#### 文書抜粋:
· · · · ·
日本の財務省は、信じられないほど強大な権力を持っています。別に法律で決められているわけではないのに、金融庁、国税庁の長官、公正取引員会の委員長、そのほかの幹部ポストを独占し、事実上、各省庁を横断支配しているのです。この財務省が持つ強大な権力は、国政に大きな弊害をもたらしています。その最たるものが「国税庁の秘密警察化」です。(メルマガ『元国税調査官・大村大次郎の「本音で役に立つ税金情報“特別版”」』2025/7/1号・本文より)
※本記事のタイトル・見出しはMAG2NEWS編集部によるものです
日本を支配する財務省直属の「秘密警察」として機能する国税庁
財務省と国税庁は、「建前の上では」別個の省庁ということになっています。
· · · · ·
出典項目
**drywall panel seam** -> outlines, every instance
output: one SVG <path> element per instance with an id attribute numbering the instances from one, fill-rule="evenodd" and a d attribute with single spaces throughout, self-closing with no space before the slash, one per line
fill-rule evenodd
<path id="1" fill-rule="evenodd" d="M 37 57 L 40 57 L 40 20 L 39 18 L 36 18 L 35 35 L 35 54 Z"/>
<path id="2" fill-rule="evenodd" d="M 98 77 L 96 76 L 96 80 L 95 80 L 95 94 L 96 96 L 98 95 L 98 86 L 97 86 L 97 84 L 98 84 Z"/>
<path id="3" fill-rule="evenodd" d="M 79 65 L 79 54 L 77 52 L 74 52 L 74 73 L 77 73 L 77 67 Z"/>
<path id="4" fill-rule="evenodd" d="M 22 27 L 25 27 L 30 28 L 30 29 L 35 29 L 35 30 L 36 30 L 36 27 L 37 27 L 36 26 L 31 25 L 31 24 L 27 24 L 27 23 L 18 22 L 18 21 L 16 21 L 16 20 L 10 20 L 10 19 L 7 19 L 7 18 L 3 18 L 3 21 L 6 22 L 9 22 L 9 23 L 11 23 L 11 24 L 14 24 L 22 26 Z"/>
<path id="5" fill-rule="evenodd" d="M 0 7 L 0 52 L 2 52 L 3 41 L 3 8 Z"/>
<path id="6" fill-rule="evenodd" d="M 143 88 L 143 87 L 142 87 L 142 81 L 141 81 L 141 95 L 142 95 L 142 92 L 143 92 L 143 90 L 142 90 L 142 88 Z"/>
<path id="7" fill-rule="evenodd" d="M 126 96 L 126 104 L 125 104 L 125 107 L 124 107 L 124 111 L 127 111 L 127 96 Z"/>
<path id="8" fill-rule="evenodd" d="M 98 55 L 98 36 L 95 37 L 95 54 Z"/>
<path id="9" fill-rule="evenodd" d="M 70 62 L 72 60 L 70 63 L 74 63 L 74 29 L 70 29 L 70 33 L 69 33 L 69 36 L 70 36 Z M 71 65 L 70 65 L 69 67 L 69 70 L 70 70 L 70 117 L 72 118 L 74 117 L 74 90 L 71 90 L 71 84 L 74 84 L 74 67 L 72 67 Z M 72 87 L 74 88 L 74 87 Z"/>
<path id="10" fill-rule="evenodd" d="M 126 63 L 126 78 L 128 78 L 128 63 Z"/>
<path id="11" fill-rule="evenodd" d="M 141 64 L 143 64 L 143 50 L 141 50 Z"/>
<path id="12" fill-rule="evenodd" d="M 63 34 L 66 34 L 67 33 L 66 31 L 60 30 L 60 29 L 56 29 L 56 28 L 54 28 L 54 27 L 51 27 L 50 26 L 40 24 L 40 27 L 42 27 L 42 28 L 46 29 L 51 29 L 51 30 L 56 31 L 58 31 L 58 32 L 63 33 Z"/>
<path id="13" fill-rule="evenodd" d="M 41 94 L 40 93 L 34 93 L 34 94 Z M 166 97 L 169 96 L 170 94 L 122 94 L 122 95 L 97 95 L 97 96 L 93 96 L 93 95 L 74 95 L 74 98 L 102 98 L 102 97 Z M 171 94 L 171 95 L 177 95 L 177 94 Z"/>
· · · · ·
#### 作業一覧:
A) 財務省に関する文書では、財務省の強大な権力が国政にもたらす弊害の最たるものとして何が挙げられていますか。
B) 財務省に関する文書の続きを、最後の文の直後から書き上げてください。
これらの項目は、文書とは別の出典から取られたものです。

#### タスク別出力:
A) 「国税庁の秘密警察化」です。

B)
しかし、国税庁長官をはじめ、全国の国税局長など国税庁の重要ポストには、すべて財務官僚が就いています。国税庁は完全に財務省の子会社状態です。
この「財務省による国税庁支配」は、財務省の権力を肥大化させてきた最大の要因でもあります。
というのも国税庁が、「財務省の秘密警察」的な役割を果たしているからです。
国税庁は、「徴税権」という強力な国家権力を持っています。この徴税権は、警察よりも強いものです。国税調査官たちには「質問検査権」という国家権利が与えられており、これが、実に強大な力を持っているのです。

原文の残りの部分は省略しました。